§ **AIM OF THE TASK**
Reproduce exactly the lines from the one containing "Could you point to the blue label" through the last line of the data, both ends included.

§ **RECORDS SUPPLIED**
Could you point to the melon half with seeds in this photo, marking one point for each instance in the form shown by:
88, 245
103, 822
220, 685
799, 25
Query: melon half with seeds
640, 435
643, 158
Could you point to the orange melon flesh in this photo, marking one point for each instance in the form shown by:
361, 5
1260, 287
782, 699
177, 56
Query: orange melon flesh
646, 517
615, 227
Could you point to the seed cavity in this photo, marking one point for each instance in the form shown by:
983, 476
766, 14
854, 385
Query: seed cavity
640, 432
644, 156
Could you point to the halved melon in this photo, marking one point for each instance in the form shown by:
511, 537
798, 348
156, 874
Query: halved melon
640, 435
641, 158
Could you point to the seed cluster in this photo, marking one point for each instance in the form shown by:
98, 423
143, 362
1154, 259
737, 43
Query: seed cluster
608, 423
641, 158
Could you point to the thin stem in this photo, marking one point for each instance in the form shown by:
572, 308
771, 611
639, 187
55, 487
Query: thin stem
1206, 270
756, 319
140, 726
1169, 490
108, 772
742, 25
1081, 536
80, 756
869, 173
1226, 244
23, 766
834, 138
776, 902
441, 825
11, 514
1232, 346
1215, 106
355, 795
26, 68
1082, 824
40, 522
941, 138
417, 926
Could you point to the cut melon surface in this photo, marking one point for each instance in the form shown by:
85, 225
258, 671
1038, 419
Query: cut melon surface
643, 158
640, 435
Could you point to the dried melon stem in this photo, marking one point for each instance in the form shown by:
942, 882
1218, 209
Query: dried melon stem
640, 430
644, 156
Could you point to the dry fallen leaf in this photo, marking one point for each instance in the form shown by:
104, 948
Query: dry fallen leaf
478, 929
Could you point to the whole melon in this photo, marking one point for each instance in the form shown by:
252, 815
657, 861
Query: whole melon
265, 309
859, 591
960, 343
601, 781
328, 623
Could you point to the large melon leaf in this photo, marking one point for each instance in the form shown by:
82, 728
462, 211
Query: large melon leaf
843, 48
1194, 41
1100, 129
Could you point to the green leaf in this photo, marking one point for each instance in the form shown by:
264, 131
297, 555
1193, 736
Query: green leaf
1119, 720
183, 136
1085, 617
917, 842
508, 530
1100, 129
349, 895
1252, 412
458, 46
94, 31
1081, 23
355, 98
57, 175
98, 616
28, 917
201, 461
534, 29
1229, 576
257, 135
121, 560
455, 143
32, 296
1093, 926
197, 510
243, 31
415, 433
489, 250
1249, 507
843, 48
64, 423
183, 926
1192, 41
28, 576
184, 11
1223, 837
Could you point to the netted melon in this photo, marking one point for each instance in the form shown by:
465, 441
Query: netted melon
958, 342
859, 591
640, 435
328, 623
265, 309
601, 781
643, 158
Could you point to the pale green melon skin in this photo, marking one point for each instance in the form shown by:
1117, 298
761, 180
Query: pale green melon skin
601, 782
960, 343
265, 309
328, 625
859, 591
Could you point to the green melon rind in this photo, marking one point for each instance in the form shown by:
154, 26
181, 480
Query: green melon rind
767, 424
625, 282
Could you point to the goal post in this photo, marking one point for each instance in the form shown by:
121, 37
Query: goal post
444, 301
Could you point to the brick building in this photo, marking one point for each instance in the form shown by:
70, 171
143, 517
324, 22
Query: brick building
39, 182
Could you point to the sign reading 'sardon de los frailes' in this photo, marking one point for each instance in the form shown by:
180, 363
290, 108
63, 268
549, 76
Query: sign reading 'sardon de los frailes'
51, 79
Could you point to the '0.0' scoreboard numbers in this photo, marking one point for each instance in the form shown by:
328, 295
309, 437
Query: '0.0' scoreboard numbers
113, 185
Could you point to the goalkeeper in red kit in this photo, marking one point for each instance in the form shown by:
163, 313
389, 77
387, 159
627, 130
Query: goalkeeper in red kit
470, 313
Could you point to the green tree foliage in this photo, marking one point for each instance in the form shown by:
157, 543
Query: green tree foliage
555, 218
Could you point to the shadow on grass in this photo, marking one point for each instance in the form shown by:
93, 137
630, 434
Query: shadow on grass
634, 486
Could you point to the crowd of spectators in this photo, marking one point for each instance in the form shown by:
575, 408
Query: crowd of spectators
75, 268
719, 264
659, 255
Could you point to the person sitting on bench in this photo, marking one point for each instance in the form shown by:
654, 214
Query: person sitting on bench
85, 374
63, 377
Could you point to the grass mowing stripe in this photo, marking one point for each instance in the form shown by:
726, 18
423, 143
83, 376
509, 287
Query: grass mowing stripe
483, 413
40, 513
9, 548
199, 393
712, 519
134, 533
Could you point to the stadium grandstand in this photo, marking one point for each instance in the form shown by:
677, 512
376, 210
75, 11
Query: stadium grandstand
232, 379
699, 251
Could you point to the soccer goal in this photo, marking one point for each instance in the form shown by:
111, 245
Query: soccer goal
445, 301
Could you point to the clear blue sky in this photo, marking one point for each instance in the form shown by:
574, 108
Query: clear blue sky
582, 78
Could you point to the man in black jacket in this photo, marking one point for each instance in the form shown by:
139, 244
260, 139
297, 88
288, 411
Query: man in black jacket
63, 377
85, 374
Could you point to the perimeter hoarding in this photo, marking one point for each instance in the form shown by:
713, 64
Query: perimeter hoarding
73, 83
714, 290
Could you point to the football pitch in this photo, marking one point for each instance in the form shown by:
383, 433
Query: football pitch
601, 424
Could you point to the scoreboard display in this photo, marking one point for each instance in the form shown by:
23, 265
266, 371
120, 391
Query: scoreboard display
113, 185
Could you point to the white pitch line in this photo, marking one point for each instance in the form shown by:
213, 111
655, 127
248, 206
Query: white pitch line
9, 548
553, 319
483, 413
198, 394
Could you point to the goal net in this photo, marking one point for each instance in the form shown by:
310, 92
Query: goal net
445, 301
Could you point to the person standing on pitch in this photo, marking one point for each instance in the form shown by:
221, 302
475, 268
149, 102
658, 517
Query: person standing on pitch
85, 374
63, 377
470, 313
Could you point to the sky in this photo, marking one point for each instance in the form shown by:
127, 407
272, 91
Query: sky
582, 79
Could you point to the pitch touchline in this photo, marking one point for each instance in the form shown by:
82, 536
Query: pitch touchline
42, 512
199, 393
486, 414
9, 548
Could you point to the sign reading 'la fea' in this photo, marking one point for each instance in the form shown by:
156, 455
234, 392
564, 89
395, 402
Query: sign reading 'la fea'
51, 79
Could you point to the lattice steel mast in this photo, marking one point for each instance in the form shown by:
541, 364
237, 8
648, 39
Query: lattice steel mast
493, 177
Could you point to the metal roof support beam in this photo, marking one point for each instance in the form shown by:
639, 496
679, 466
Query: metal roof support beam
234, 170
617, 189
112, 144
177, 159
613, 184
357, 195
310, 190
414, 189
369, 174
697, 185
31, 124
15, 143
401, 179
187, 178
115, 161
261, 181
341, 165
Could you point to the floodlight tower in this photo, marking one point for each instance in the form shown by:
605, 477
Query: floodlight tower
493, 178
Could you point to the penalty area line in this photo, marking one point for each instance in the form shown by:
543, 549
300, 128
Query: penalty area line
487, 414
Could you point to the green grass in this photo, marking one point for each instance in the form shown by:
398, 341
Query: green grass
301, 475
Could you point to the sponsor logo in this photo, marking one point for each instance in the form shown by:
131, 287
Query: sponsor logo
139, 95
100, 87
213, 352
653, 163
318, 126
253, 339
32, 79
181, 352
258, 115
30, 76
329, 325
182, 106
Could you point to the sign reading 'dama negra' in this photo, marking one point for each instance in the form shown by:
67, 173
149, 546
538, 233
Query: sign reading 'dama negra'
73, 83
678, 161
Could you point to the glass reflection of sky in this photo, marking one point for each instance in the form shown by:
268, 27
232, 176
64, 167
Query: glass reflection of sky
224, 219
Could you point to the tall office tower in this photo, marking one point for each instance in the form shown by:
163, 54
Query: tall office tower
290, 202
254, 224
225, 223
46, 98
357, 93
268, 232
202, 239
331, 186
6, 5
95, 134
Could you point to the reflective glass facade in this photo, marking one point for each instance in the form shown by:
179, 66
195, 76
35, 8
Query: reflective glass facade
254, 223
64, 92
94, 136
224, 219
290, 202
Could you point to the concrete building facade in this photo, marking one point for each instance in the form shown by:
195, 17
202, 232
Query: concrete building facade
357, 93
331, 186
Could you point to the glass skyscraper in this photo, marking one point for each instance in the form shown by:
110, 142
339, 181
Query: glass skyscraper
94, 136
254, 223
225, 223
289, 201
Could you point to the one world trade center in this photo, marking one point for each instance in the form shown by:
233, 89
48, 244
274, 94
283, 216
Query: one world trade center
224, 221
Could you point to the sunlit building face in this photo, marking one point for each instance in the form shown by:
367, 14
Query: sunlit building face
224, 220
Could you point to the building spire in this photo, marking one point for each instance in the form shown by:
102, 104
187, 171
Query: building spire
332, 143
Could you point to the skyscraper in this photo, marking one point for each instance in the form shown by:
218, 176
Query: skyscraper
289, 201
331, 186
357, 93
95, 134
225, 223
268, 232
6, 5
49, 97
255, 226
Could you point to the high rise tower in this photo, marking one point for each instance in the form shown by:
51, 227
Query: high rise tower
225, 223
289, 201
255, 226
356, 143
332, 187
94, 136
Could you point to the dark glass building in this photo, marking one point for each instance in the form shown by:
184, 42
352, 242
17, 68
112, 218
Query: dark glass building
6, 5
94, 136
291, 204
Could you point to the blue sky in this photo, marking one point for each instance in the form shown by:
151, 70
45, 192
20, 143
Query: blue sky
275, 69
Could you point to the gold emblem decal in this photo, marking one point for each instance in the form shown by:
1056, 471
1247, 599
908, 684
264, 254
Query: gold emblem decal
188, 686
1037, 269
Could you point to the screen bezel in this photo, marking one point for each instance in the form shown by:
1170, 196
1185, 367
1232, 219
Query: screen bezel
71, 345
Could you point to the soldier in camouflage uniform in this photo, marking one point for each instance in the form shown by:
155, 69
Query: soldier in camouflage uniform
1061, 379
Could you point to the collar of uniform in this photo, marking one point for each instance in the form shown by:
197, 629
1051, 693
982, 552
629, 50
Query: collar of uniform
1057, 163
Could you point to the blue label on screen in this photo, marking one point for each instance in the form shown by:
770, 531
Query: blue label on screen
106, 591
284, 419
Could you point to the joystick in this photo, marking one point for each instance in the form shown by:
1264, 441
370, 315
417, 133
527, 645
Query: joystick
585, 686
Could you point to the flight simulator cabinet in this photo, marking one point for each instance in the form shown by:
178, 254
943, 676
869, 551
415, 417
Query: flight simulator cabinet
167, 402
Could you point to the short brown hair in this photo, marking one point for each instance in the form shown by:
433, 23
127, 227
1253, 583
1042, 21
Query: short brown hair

§ **EXERCISE RESULT**
Could you point to the blue label on screen in this photo, marking one point for each instance in the form shown by:
770, 531
Query: blue label on screen
106, 591
284, 419
Could you point to the joystick in this photo, marking one point for each instance in the form shown by:
1264, 441
370, 315
417, 133
527, 645
Query: joystick
585, 686
Could you point to the flight simulator cabinet in this photo, marking one point for each instance in the form shown by:
178, 254
943, 676
869, 551
415, 417
Query: flight simulator cabinet
167, 402
Could you point to the short brown hair in this photo, marking one point for each instance in the form shown by:
433, 23
127, 227
1253, 583
1042, 21
Query: short brown hair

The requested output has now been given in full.